▶ [What is asked]
Answer these questions using the political science and criminal justice department overview.
(a) Who holds the rank of Assistant Professor?
(b) Which minor is described as designed for those in the Jack Pope Fellows Program?
(c) What program gives outstanding students part-time, public-sector work experience along with their course work?

▶ [Excerpt provided]
Neal Coates, Professor
David Dillman, Professor
Mel Hailey, Professor
Stuart Platt, Assistant Professor

The Department of Political Science and Criminal Justice offers the Bachelor of Arts degree in Political Science and the Bachelor of Arts and Bachelor of Science in Criminal Justice. The Department also offers the BA in Political Science with a concentration in International Relations and Comparative Politics for students desiring a focused study of world politics. A minor in Political Science or Criminal Justice may be added to other majors. The Department also offers a minor in Public Service, appropriate for students across campus, and also designed for those in the Jack Pope Fellows Program.

Introduction

The purpose of the Department of Political Science and Criminal Justice is to provide a program of study to help students understand domestic and international politics and law enforcement theory and practice, and to prepare students for informed and active participation in the political arena and in criminal justice careers.

Opportunities for careers include:

  • Government Service: Public service is a major emphasis of the department. ACU’s Public Service Internship Program gives outstanding students part-time, public-sector work experience along with their course work.
  • Law: Political science is an excellent preparation for law school, and many recent graduates have gone on to successful careers in the various fields of law.
  • Criminal Justice: A major in criminal justice prepares the student for a broad area of professional career options in the field of criminal justice and law, including: federal, state, and local law enforcement; pretrial, probation, and parole services; correctional careers; victim/witness assistance; graduate studies in criminology or criminal justice; or a potential for law school admission.
  • Media and Journalism: Politics and media are intertwined, and students preparing for a career in broadcasting or journalism should be informed about politics and government.
  • Secondary Teaching: The Department of History and Global Studies, in cooperation with the Department of Political Science and the Department of Teacher Education, offers a Bachelor of Science (BS) degree with a teaching specialization in social studies.

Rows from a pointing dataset
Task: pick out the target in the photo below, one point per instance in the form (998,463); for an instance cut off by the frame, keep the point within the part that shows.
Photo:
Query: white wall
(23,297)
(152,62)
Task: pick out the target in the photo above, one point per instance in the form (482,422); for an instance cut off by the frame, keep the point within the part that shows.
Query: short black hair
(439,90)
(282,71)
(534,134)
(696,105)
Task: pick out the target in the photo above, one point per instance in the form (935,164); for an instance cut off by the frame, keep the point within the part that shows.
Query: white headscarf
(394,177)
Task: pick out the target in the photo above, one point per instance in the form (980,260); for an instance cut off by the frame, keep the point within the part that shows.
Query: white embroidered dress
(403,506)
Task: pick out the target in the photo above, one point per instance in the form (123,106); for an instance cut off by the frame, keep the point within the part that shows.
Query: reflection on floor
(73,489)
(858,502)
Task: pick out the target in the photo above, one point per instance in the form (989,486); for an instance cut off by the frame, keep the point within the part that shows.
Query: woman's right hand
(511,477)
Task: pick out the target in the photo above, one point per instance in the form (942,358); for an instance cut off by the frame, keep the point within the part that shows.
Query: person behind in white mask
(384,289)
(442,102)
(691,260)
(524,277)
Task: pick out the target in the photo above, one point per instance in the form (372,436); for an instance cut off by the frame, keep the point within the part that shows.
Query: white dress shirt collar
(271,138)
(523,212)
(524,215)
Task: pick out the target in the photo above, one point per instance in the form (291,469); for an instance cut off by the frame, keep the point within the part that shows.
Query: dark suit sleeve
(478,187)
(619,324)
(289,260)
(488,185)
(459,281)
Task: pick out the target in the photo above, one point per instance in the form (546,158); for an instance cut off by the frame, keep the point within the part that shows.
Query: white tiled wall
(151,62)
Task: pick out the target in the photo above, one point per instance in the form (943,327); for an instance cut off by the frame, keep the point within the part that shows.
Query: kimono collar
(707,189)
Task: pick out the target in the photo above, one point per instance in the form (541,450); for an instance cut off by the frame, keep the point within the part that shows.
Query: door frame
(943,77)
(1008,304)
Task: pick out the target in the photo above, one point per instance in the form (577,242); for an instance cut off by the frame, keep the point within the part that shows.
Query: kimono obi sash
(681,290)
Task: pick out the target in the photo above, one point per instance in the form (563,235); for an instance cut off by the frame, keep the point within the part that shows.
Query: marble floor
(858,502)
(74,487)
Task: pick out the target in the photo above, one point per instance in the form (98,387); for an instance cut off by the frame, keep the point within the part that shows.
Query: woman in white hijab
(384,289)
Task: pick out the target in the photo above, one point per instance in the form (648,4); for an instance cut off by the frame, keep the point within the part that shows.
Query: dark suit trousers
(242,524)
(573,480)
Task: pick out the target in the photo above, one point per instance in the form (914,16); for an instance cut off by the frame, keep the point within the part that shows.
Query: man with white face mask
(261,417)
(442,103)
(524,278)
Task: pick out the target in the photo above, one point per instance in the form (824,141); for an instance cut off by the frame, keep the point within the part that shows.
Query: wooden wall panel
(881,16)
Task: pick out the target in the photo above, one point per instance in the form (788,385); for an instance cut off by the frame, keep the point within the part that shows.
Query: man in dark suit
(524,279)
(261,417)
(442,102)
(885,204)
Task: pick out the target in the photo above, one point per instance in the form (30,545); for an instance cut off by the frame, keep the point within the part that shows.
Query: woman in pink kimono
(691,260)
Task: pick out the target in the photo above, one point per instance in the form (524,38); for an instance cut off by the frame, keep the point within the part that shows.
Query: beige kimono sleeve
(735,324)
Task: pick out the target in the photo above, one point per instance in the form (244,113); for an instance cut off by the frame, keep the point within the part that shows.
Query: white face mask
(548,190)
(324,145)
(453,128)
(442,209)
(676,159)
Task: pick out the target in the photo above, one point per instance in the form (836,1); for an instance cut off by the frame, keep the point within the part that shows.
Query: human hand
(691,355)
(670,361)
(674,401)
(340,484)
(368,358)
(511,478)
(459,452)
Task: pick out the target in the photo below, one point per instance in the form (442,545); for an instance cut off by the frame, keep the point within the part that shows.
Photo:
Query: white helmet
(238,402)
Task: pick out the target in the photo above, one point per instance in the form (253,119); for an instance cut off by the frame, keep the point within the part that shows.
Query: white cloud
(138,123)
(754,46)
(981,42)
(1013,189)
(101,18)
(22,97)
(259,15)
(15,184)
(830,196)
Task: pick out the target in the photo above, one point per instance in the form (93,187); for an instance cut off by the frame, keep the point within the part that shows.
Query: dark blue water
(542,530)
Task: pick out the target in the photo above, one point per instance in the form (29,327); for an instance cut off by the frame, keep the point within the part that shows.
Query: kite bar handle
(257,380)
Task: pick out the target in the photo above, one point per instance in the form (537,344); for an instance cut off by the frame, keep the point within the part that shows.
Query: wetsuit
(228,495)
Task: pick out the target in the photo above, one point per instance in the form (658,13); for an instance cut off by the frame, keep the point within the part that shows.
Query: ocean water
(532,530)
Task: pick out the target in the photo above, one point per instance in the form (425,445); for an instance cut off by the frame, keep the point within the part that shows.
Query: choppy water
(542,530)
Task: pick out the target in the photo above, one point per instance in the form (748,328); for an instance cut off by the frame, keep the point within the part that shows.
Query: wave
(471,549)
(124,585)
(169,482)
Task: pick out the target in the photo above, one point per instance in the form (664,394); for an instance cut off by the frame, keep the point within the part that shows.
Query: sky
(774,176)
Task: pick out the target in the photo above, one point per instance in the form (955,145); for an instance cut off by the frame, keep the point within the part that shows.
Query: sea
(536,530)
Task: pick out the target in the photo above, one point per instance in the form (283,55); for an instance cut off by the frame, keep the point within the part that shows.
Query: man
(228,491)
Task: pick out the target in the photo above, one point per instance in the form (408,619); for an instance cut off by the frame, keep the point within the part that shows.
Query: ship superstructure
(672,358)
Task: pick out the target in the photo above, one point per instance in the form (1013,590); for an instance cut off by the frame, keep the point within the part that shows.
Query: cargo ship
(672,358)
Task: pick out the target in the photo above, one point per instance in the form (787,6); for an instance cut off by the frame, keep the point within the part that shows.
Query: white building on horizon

▶ [Solution to the exercise]
(a) Stuart Platt
(b) The minor in Public Service
(c) ACU's Public Service Internship Program